══ Given data ══

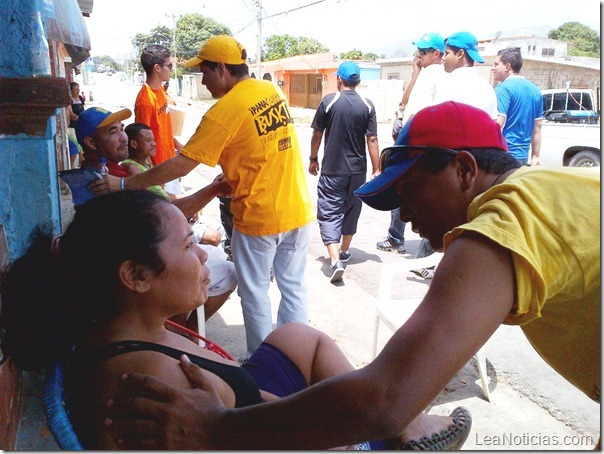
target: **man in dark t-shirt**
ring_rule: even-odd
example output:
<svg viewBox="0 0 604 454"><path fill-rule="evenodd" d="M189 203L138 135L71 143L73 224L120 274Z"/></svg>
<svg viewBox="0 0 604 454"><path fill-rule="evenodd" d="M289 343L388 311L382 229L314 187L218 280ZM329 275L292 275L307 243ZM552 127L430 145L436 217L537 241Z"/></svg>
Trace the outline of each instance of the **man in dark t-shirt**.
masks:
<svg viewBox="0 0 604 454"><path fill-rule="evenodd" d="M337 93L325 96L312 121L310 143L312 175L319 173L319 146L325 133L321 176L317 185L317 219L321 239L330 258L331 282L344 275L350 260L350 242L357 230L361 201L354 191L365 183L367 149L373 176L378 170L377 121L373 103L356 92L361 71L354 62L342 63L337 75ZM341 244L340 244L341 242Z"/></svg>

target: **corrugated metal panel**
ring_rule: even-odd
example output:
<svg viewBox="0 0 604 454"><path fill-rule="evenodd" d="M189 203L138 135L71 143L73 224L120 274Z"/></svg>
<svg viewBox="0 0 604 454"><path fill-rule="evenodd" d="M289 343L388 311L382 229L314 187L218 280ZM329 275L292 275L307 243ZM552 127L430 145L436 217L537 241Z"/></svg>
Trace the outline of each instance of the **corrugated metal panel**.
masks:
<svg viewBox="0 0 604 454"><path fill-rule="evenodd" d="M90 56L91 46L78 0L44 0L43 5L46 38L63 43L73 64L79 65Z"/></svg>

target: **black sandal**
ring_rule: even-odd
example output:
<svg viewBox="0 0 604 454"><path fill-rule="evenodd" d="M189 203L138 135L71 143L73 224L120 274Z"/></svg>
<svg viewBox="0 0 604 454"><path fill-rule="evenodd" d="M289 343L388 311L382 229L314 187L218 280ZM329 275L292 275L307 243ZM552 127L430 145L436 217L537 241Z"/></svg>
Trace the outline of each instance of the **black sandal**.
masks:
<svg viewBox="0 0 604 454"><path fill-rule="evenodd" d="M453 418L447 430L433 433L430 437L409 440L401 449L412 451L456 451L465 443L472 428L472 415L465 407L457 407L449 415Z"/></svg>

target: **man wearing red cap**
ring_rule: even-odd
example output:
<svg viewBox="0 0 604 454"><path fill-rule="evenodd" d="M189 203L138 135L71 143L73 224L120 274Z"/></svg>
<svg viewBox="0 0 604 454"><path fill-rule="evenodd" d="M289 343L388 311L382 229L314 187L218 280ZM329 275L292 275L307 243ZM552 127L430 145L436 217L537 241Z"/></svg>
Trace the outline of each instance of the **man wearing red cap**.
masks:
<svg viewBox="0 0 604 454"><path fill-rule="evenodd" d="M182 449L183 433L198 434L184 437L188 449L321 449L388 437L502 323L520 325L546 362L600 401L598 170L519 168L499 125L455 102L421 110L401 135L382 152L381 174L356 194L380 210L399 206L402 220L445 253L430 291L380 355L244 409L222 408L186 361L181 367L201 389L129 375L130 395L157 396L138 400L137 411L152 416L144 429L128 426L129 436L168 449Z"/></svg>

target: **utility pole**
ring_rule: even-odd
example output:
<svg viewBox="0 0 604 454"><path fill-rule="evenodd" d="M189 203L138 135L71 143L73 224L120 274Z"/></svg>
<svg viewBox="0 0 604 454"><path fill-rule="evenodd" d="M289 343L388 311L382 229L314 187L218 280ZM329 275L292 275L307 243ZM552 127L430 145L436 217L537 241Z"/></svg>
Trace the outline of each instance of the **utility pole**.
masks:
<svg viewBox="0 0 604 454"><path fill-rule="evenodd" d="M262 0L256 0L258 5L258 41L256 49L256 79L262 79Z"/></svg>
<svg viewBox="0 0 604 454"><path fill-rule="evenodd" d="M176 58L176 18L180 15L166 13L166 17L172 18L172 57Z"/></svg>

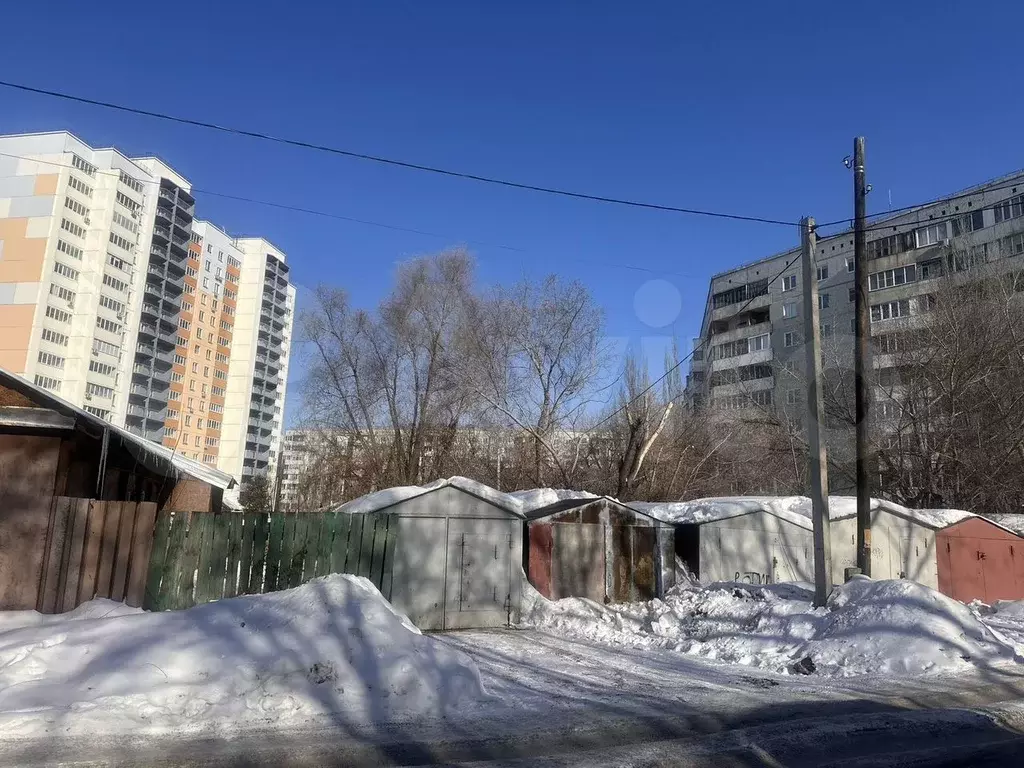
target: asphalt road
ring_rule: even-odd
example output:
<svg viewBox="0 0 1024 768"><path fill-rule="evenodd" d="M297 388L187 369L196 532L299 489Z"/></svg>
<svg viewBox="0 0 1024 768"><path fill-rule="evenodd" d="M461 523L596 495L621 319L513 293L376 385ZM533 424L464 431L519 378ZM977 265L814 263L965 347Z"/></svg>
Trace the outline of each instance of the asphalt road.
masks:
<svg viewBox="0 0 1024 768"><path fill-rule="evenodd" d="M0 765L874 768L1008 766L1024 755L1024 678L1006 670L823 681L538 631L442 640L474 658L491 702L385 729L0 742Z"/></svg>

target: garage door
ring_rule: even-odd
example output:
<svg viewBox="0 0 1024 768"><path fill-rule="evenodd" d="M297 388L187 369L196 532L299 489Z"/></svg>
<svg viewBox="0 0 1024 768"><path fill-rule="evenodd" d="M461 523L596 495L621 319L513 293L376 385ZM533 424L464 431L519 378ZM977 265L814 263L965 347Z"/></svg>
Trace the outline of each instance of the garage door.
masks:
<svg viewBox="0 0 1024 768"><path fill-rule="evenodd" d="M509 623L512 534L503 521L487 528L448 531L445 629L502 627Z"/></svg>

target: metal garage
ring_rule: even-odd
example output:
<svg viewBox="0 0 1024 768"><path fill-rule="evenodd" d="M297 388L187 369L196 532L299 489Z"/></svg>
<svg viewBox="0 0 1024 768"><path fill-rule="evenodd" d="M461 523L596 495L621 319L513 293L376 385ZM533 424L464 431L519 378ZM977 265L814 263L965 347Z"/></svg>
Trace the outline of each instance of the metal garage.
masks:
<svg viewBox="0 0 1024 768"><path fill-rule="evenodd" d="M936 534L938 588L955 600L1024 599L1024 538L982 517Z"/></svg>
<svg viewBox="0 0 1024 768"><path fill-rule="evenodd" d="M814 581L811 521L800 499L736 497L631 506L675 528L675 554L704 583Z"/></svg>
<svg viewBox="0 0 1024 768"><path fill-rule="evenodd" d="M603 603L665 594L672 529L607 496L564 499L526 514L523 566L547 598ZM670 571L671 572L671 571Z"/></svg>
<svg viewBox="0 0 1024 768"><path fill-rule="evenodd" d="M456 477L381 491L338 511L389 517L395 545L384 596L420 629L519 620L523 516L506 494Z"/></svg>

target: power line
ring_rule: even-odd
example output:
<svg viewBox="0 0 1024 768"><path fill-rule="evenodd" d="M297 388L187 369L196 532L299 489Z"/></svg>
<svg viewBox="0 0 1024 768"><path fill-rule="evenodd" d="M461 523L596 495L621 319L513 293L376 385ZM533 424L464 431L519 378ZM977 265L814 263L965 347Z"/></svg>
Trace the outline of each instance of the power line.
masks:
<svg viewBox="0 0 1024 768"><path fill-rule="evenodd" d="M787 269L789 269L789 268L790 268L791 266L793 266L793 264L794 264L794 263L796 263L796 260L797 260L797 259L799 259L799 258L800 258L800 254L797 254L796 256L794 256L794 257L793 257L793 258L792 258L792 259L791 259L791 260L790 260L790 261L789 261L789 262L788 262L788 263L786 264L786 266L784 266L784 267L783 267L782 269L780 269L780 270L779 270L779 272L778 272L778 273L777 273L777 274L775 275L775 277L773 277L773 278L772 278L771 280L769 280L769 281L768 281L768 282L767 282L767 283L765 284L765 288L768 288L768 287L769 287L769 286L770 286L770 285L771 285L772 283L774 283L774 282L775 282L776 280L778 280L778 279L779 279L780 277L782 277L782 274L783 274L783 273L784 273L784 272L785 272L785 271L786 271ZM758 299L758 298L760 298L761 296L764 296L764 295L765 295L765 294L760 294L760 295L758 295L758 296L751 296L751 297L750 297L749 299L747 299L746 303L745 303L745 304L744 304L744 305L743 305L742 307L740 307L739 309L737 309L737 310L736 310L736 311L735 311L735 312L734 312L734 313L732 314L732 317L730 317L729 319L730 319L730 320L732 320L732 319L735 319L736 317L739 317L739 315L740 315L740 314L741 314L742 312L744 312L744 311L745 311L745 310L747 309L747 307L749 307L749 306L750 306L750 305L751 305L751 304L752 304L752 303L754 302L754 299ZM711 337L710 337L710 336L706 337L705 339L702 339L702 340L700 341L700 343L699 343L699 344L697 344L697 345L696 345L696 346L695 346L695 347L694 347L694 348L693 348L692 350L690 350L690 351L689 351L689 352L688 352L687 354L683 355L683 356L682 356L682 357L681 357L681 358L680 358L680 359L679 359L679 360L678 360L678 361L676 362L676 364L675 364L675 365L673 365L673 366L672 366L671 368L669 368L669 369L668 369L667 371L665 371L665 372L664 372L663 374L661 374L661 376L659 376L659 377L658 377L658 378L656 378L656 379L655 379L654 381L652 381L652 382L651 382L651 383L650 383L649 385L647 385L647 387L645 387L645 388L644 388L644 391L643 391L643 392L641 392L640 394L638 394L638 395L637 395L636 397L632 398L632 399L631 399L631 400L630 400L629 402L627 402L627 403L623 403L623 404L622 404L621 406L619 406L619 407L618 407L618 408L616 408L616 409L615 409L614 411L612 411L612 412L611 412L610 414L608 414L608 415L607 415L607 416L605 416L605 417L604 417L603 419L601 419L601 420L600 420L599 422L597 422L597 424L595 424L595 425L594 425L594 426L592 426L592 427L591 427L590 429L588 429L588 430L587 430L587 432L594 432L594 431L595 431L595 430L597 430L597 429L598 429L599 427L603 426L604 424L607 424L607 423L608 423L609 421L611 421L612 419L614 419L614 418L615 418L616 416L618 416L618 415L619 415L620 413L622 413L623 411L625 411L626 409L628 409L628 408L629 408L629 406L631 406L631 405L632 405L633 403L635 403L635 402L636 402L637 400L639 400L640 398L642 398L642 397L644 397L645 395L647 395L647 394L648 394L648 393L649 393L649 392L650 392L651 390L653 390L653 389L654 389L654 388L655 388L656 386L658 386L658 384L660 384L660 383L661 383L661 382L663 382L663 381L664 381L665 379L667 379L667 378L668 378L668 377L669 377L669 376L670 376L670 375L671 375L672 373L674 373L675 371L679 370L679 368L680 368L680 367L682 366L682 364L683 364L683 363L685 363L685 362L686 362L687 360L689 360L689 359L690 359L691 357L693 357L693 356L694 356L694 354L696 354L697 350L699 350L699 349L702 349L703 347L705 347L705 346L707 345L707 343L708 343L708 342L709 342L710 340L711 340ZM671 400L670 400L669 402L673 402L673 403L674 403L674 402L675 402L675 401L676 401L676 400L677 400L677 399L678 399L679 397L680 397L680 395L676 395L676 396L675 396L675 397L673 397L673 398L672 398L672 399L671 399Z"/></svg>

═══

Work instructions »
Through the line containing "Trace the outline of each instance of the **man in" and no further, restate the data above word for word from its first line, leaving out pictures.

Final answer »
target: **man in dark t-shirt**
ring_rule: even-odd
example output:
<svg viewBox="0 0 604 454"><path fill-rule="evenodd" d="M189 203L138 135L71 143L73 224L120 274Z"/></svg>
<svg viewBox="0 0 604 454"><path fill-rule="evenodd" d="M289 343L388 311L382 229L314 187L218 280ZM329 275L292 275L307 243ZM552 127L430 145L436 217L537 241Z"/></svg>
Trace the outline of each instance of the **man in dark t-shirt**.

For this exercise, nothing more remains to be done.